● WHAT YOU SHOULD DO: Nothing before the line containing "Task: place one point on each instance of the terracotta" belongs in the answer; quote that line and all lines after it through the end of the material, word for word.

● GIVEN ENTRIES:

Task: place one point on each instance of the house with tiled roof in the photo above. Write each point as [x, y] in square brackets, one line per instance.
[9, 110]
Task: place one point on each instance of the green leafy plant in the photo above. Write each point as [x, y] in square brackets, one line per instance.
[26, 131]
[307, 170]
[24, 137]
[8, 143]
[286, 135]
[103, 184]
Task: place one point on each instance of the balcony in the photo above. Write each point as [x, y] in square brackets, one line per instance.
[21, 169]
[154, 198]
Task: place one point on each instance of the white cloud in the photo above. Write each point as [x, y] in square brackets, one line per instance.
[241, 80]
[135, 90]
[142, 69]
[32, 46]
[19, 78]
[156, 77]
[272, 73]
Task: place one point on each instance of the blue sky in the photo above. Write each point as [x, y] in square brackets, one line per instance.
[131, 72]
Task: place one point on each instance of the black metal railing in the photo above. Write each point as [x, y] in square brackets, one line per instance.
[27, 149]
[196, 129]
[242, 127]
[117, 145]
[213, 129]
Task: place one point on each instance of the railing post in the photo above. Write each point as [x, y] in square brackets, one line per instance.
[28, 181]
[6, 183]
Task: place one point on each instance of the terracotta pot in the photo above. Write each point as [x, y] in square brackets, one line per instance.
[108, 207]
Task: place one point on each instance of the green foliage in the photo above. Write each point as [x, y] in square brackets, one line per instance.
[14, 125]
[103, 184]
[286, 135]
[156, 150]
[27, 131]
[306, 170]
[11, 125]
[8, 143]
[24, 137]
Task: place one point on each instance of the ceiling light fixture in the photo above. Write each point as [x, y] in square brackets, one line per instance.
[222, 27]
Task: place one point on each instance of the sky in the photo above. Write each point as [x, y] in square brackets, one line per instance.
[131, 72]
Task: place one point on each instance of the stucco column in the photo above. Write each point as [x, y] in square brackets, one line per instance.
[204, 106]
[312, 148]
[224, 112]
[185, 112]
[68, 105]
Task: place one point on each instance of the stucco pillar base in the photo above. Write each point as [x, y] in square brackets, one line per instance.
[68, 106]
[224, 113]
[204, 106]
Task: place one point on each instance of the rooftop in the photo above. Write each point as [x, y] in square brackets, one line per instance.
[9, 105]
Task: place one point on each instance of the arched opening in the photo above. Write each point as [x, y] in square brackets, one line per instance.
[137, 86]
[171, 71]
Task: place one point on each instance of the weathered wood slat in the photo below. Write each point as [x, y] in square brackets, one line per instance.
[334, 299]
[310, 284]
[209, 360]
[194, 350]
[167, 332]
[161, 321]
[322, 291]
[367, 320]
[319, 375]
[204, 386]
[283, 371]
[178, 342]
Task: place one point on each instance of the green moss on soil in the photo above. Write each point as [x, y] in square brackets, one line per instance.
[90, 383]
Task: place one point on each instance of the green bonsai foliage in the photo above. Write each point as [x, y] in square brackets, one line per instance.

● EXERCISE RESPONSE:
Task: place one point on each instance of the terracotta pot in the photo above. Write each point as [x, y] in square brackets, one line per instance.
[108, 207]
Task: place one point on each instance of the green foliage in the photo above. Write each point as [x, y] in square brackets, one line per instance.
[14, 125]
[103, 184]
[286, 135]
[156, 150]
[27, 131]
[306, 170]
[11, 125]
[8, 143]
[24, 137]
Task: place one point on each instance of the ceiling light fixture in the photo above. Write each point as [x, y] in square brackets, one line per instance.
[222, 27]
Task: place one point on each instance of the sky in the photo above. Write each point as [x, y] in square brackets, one line per instance.
[131, 72]
Task: place one point on each instance of the stucco column in the photo above. Write each point as [x, y] in square brackets, one line per instance.
[204, 106]
[312, 148]
[224, 112]
[185, 112]
[68, 105]
Task: place one point on each instance of the stucco pillar base in the photo above. Write each point as [x, y] in square brackets, one line per instance.
[68, 106]
[224, 113]
[204, 106]
Task: place one point on each instance of the rooftop in the photo above. Write each point as [x, y] in square brackets, one line per instance.
[9, 105]
Task: place one point on each instance of the arched opening in the photo above. Write each point as [x, y] in square brackets, one line per instance.
[137, 86]
[171, 71]
Task: place one point on each instance of the weathered wood slat in the photo below. Write each point as [x, y] in square brackets, one line per instance.
[334, 299]
[310, 284]
[209, 360]
[194, 350]
[167, 332]
[161, 321]
[322, 291]
[367, 320]
[319, 375]
[204, 386]
[283, 371]
[178, 342]
Task: place one point on each instance of the green moss on soil in the photo above. Write each point as [x, y] in square brackets, one line per instance.
[90, 383]
Task: place one point on each instance of the green bonsai foliage in the photo above. Write each point as [x, y] in square brackets, one line per instance.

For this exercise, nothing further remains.